Point localization data
........
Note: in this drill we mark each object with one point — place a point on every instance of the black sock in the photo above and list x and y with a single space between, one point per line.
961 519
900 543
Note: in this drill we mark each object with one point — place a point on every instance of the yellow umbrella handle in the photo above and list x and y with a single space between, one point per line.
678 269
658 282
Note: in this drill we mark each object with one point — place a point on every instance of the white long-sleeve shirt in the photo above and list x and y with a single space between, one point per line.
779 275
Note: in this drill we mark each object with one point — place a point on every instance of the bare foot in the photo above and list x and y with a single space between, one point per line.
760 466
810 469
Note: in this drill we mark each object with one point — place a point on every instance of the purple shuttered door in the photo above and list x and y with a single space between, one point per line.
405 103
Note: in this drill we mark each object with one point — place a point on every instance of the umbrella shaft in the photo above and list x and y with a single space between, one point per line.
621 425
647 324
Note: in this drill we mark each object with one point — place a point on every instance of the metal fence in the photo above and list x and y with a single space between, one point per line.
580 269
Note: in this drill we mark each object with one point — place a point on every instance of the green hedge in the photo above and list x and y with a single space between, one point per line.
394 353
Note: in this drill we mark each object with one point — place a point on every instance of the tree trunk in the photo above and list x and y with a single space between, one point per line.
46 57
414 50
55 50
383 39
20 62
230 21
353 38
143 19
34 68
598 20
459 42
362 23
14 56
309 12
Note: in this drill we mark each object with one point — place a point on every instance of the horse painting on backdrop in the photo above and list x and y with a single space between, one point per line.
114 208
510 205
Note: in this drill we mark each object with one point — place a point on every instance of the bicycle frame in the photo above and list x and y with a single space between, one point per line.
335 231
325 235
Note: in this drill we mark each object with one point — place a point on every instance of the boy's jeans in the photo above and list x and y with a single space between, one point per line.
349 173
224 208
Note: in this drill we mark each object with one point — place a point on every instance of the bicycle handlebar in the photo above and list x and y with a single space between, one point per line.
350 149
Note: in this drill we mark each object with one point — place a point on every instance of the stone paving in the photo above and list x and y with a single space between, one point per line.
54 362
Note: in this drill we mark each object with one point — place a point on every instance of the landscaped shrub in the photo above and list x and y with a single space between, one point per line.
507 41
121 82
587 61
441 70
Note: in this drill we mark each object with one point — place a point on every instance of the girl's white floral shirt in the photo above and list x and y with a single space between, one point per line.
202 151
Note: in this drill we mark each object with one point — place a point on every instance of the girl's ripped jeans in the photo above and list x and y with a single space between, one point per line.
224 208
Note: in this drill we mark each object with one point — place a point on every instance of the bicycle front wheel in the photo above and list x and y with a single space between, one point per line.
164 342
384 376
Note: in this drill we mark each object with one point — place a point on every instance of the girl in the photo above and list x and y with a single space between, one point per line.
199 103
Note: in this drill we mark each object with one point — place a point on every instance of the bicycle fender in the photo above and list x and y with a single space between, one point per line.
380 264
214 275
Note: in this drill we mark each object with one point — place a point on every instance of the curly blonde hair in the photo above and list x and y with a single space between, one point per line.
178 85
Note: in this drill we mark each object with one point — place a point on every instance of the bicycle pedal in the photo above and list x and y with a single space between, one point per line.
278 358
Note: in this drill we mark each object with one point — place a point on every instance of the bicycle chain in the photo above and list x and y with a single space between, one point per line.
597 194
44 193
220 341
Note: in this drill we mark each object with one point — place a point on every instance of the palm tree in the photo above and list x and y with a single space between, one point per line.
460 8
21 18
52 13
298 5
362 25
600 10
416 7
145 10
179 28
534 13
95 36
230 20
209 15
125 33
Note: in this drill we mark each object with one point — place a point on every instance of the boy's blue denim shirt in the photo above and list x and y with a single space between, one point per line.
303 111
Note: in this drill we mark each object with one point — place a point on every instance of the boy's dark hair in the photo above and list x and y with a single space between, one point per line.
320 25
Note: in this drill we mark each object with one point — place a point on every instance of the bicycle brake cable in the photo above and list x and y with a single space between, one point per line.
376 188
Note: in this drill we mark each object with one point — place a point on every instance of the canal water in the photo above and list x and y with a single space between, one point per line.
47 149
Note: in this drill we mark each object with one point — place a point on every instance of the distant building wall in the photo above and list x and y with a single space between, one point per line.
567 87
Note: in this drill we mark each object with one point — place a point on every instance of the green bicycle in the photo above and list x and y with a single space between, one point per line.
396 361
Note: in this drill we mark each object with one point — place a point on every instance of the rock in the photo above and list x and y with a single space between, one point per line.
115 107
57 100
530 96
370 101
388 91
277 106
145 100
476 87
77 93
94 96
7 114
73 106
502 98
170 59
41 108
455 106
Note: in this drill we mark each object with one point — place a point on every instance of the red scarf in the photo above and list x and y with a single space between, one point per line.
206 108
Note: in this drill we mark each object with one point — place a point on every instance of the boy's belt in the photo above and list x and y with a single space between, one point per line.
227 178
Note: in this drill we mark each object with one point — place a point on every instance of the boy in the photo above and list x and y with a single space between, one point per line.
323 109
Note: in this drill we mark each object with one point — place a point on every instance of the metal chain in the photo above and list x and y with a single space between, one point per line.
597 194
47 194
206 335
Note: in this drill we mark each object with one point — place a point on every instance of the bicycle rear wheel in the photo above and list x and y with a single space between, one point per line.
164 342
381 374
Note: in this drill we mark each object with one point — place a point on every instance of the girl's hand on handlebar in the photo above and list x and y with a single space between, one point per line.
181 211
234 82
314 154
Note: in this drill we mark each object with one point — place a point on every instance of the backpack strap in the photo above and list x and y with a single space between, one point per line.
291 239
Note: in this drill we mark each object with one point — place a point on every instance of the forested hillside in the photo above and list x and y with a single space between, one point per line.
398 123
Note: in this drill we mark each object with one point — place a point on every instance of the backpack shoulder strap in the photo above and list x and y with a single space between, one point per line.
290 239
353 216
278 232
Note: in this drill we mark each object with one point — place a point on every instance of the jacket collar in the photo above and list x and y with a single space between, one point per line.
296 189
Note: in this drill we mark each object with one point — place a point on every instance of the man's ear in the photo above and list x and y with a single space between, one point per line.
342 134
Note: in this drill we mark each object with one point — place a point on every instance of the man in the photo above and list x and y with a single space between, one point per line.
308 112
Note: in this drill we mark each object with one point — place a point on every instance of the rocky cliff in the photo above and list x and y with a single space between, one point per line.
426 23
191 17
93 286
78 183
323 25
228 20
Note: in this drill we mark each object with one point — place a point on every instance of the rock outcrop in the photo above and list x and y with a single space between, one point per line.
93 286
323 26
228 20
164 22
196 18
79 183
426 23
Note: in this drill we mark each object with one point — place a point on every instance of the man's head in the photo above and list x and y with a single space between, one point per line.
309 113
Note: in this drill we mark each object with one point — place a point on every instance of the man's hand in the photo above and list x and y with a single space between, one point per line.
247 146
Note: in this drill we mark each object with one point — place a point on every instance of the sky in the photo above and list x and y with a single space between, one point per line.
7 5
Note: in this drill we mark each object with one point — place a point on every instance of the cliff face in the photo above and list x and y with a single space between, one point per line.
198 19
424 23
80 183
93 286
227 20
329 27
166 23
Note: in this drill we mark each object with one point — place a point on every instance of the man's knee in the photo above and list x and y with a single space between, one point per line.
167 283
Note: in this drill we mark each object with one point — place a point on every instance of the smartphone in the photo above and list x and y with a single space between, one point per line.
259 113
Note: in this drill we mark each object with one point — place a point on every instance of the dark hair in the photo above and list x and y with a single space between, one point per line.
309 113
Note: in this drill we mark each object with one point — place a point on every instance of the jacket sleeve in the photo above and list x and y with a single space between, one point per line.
........
» Exercise prompt: Output each line of the records above exactly.

» Solution:
Note: in this drill we mark each object with one point — place a point on every instance of the black sock in the photo above and list x and y with a single space between, one point per line.
961 519
900 543
Note: in this drill we mark each object with one point — place a point on every instance of the yellow umbrella handle in the photo above and list x and y with a single space between, one point per line.
678 269
658 282
Note: in this drill we mark each object with one point — place a point on every instance of the white long-sleeve shirt in the photo above and list x and y with a single space between, one point per line.
779 275
Note: in this drill we mark each object with one point — place a point on every instance of the bare foot in the photo above and list x and y with a single space between, one point per line.
760 466
810 469
Note: in this drill we mark each object with one point — place a point on every instance of the purple shuttered door in the photo above and list x and y with a single space between, one point per line.
405 103
Note: in this drill we mark each object with one point — place a point on every instance of the umbrella shaft in the photo above and list x and y with a single space between, one point per line.
621 425
647 324
Note: in this drill we mark each object with one point — place a point on every instance of the metal fence in the photo above and list x and y with a single space between, one point per line.
580 269
Note: in this drill we mark each object with one point — place a point on every instance of the green hedge in the photo above and list x and y with a single space between, one point per line.
394 353
Note: in this drill we mark each object with one point — place a point on every instance of the tree trunk in the photo above and list x and y with a single space between, one point per line.
46 57
414 50
55 50
383 39
20 62
230 21
353 38
143 19
34 68
598 20
459 42
362 23
14 56
309 12
Note: in this drill we mark each object with one point — place a point on every instance of the horse painting on backdrop in the photo above and list x and y with a single space between, one point per line.
114 208
510 205
Note: in this drill we mark each object with one point — place a point on every instance of the bicycle frame in the photo above and list x and y with a single space between, one point per line.
335 231
325 235
Note: in this drill we mark each object with one point — place a point on every instance of the boy's jeans in the photo above and list x and y with a single space between, one point per line.
349 173
224 208
Note: in this drill we mark each object with one point — place a point on every instance of the bicycle handlebar in the photo above and list x and y with a single space between, one point per line.
350 149
Note: in this drill we mark each object with one point — place a point on every instance of the stone paving in the photo above and list x and y with a single space between, one point per line.
54 362
Note: in this drill we mark each object with one point — place a point on every instance of the landscaped shrub in the photo above and list x and y with a single space between, one point per line.
507 41
121 82
587 61
441 70
Note: in this drill we mark each object with one point — place a point on every instance of the girl's white floral shirt in the photo above and list x and y with a single space between, one point per line.
202 151
Note: in this drill we mark each object with one point — place a point on every instance of the girl's ripped jeans in the photo above and list x and y with a single space between, one point per line.
224 208
Note: in this drill we mark each object with one point — place a point on every instance of the bicycle front wheel in the photo above and list x and y with a single space between, one point per line.
164 342
384 376
Note: in this drill we mark each object with one point — place a point on every instance of the girl in the photo above and list x and y with a single space between, one point per line.
199 103
Note: in this drill we mark each object with one point — place a point on every instance of the bicycle fender in the photo above and list x and y with a single space between, one point per line.
380 264
214 275
Note: in this drill we mark each object with one point — place a point on every instance of the curly blonde hair in the photo above and list x and y with a single space between, one point per line.
178 85
Note: in this drill we mark each object with one point — place a point on every instance of the bicycle pedal in the photo above and list x and y with a single space between, one point per line.
278 358
Note: in this drill we mark each object with one point — place a point on every instance of the bicycle chain in the photo above and list x and y with a single space between, one point per line.
597 194
44 193
220 341
Note: in this drill we mark each object with one point — place a point on every instance of the palm tree in the photo above and list x and y with a single space between, one point per line.
460 8
21 18
52 13
298 5
362 25
600 10
416 7
145 10
179 28
534 13
95 36
230 20
209 15
125 33
Note: in this drill we mark each object with one point — place a point on every instance of the boy's blue denim shirt in the photo above and list x and y with a single space between, one point per line.
303 111
Note: in this drill we mark each object with one point — place a point on every instance of the boy's dark hair in the photo above and list x and y with a single space between, one point per line.
320 25
Note: in this drill we mark each object with one point — place a point on every instance of the bicycle brake cable in the photo above and list x and y with a single space between, one point per line.
376 188
Note: in this drill we mark each object with one point — place a point on every instance of the canal water in the photo above and list x and y with a single space between, one point per line.
47 149
Note: in this drill we mark each object with one point — place a point on every instance of the distant building wall in the photo above and list x and y with a single space between, one point per line.
567 87
Note: in this drill we mark each object with one point — place a point on every instance of the green bicycle in the photo above and list x and y with a single space between, one point per line.
396 361
Note: in this drill we mark each object with one point — place a point on every instance of the rock in the photo above and list x and y with a single space between, one point per line.
115 107
57 100
530 96
370 101
388 91
277 106
145 100
476 87
77 93
94 96
7 114
73 106
502 98
170 59
41 108
455 106
Note: in this drill we mark each object with one point — place a point on every instance of the red scarf in the photo above and list x and y with a single space between, one point per line.
206 108
Note: in this drill we mark each object with one point — place a point on every instance of the boy's belt in the photo above and list x and y with a single space between, one point per line.
227 178
Note: in this drill we mark each object with one point — place a point on every instance of the boy in the photo above and list x and y with a single space between, one point per line.
323 109
Note: in this drill we mark each object with one point — place a point on every instance of the metal chain in the photo above and list x and y with a single space between, one point per line.
597 194
47 194
206 335
Note: in this drill we mark each object with one point — place a point on every instance of the bicycle rear wheel in the photo above and list x and y with a single space between, one point per line.
164 342
381 374
Note: in this drill we mark each object with one point — place a point on every instance of the girl's hand on handlebar in the photo above and list x and y with a single space between, one point per line.
181 211
234 82
314 154
Note: in this drill we mark each object with one point — place a point on every instance of the backpack strap in the photo above and list x and y with a single space between, one point per line.
291 239
Note: in this drill we mark each object with one point — place a point on every instance of the forested hillside in the photo above and list x and y with a single space between, one point per line.
398 123
Note: in this drill we mark each object with one point — place a point on every instance of the backpack shoulder strap in the photo above and list x and y with a single space between, one point per line.
290 239
353 216
278 232
Note: in this drill we mark each object with one point — place a point on every instance of the jacket collar in the photo above and list x and y with a single space between, one point per line.
296 189
Note: in this drill we mark each object with one point — place a point on every instance of the man's ear in the photo above and list x and y with a single space between, one point per line.
342 134
Note: in this drill we mark each object with one point — place a point on every instance of the man in the photo above and list x and y with a single space between, one point per line.
308 112
Note: in this drill we mark each object with one point — place a point on every instance of the rocky cliff in the photo above and list x and y with a single space between, one point per line.
426 23
191 17
93 286
78 183
323 25
228 20
Note: in this drill we mark each object with one point — place a point on every instance of the rock outcrop in the photo above and list x and y with a single space between, one point per line.
93 286
323 26
228 20
164 22
196 18
79 183
426 23
Note: in this drill we mark each object with one point — place a point on every instance of the man's head in the photo above and list x and y with a single space between, one point per line.
309 113
Note: in this drill we mark each object with one point — place a point on every instance of the man's hand in the photo above and list x and y with a single space between, one point per line.
247 146
Note: in this drill we mark each object with one point — place a point on every instance of the sky in the photo above and list x and y with a single space between, one point per line.
7 5
Note: in this drill we mark each object with one point — place a point on every instance of the cliff face in the photo above and list x and y with a single space between, one point per line.
198 19
424 23
80 183
93 286
227 20
329 27
166 23
Note: in this drill we mark each object with one point — place a point on every instance of the man's knee in the photo above and list x and y with a single space between, one point per line.
167 283
Note: in this drill we mark each object with one point — place a point on every instance of the smartphone in the photo above and list x and y with a single space between, one point per line.
259 113
Note: in this drill we mark each object with one point — place a point on every instance of the dark hair in the photo above and list x and y with a single space between, one point per line.
309 113
Note: in this drill we mark each object with one point — place a point on every instance of the jacket sleeve in the photo above and list x and y with a single space between, one point per line.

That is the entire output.